- **Task material**
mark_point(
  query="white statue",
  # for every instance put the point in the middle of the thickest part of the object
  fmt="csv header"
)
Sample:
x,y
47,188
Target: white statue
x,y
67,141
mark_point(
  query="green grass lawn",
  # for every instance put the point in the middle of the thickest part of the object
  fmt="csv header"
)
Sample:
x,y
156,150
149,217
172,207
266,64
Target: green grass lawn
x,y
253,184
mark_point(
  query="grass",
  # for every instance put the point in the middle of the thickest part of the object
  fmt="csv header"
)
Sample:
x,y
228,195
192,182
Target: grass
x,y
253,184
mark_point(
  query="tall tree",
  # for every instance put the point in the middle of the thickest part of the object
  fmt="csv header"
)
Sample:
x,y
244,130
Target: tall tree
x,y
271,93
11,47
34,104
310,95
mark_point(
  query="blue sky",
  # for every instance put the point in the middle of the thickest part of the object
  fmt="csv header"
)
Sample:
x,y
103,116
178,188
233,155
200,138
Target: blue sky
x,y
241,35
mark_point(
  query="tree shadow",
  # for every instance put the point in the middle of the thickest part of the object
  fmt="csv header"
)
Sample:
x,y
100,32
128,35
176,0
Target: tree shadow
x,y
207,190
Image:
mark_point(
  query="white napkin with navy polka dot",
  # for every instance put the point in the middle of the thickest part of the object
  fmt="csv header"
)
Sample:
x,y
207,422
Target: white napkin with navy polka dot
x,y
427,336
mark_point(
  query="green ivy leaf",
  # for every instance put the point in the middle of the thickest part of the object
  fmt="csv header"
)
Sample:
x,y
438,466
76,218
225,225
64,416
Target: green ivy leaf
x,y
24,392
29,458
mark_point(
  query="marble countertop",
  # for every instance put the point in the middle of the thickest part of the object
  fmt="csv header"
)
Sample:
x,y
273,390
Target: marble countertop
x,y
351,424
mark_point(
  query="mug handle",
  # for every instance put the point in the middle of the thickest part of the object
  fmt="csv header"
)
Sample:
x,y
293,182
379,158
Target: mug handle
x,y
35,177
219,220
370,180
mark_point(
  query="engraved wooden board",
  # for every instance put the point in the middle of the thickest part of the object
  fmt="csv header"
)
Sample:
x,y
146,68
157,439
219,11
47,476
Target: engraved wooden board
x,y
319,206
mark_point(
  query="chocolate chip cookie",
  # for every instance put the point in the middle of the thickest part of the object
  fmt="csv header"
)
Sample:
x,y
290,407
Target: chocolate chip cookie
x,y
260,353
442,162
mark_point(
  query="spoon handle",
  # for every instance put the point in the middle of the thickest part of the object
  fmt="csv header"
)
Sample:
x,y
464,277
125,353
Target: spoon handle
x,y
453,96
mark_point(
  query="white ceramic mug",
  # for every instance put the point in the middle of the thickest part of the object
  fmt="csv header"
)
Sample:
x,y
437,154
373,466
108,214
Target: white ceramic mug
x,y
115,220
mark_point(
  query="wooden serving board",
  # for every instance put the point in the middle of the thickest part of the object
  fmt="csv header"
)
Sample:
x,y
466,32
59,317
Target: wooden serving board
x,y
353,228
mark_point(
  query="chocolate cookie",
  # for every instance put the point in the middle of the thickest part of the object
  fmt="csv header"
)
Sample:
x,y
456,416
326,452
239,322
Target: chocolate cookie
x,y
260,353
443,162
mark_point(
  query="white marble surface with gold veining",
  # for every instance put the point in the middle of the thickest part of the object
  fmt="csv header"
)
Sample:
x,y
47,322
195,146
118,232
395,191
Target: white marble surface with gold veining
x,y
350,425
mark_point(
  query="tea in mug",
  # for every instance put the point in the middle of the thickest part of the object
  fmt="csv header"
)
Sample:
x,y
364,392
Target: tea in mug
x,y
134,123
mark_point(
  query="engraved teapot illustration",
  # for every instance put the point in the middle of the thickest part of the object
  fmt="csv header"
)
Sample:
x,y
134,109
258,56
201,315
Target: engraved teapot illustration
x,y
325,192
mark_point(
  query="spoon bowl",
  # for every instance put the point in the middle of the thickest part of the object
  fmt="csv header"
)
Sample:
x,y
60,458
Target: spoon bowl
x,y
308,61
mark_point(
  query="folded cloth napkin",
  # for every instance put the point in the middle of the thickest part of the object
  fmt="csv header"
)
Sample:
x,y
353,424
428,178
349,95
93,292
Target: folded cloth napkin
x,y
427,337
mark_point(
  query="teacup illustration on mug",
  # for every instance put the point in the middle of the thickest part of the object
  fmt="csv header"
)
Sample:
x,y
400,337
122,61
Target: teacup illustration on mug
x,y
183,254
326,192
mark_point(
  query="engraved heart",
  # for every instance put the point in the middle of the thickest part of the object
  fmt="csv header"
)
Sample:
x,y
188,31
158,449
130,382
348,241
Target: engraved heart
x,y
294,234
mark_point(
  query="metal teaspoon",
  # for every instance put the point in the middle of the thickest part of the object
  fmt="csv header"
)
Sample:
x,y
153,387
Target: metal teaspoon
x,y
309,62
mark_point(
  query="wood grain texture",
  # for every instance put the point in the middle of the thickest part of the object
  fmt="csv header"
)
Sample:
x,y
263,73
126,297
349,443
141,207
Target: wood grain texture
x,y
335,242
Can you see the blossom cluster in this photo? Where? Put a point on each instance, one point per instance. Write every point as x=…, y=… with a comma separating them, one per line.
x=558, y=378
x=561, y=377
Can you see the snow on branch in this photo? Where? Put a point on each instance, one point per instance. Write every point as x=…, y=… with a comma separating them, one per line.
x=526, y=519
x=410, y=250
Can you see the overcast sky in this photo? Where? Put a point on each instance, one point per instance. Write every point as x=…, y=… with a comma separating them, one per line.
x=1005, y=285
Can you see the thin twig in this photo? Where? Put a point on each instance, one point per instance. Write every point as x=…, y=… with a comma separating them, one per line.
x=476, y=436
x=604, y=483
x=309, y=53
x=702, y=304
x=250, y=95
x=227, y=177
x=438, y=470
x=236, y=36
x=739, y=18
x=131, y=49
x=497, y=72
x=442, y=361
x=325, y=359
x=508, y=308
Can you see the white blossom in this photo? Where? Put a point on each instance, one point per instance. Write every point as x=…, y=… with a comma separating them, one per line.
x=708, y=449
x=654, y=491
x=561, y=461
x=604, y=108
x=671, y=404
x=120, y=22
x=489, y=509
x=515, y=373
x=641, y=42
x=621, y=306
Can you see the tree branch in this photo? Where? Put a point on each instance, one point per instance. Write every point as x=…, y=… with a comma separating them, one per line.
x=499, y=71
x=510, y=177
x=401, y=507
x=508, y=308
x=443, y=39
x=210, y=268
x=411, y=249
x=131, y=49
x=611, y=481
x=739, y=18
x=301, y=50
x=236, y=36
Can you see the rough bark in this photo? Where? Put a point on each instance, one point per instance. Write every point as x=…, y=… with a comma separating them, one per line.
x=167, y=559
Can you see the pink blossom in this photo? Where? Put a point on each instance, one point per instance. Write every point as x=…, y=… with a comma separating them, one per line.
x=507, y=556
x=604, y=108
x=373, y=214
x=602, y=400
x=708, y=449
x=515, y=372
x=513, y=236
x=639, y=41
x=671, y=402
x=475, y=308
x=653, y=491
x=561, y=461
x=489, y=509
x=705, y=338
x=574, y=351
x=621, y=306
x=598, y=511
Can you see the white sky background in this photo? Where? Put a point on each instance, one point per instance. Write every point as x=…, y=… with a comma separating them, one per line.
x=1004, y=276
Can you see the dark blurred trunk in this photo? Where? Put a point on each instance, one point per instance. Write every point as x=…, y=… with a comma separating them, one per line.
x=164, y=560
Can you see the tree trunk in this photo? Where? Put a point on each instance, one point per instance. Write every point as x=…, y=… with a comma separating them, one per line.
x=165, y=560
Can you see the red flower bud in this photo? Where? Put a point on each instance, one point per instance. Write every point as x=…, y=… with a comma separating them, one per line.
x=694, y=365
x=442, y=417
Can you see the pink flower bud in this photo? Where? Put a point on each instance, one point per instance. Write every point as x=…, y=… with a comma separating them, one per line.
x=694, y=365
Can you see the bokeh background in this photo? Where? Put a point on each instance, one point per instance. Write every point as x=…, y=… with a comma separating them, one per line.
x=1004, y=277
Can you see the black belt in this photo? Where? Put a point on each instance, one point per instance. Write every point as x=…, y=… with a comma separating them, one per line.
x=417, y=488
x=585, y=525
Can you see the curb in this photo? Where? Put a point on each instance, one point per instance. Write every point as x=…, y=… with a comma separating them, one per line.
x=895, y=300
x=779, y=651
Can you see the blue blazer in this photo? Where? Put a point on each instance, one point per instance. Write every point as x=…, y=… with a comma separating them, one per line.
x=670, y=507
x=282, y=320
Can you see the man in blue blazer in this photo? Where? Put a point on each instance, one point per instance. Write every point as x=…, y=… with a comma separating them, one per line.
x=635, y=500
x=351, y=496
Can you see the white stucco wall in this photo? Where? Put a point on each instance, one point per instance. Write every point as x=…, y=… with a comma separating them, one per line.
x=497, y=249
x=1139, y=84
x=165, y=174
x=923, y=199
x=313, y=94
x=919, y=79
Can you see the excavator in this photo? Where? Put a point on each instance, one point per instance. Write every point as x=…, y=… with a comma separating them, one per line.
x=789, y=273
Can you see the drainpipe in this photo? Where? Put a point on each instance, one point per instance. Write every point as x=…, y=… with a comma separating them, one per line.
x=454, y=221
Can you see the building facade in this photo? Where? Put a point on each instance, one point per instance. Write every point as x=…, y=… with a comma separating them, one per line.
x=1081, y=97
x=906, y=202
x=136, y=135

- **Set exercise**
Reproduce word for word the lines of the records from the line containing "Can you see the excavator" through the last line of the records, including both.

- **Response for this exercise**
Can you see the excavator in this photo? Where? Put a point on each instance, one point per instance. Write every point as x=…, y=… with a comma separating them, one per line.
x=789, y=273
Can you see the drainpipe in this photo? Where? Put a point on each instance, one point per instance. Write every point as x=…, y=… with a comma separating them, one per line.
x=454, y=221
Can you see the building facade in this photo? Where? Put a point on each instance, one point per instance. Write every point as x=…, y=… with a comma separating them, one per line.
x=1081, y=97
x=906, y=202
x=136, y=135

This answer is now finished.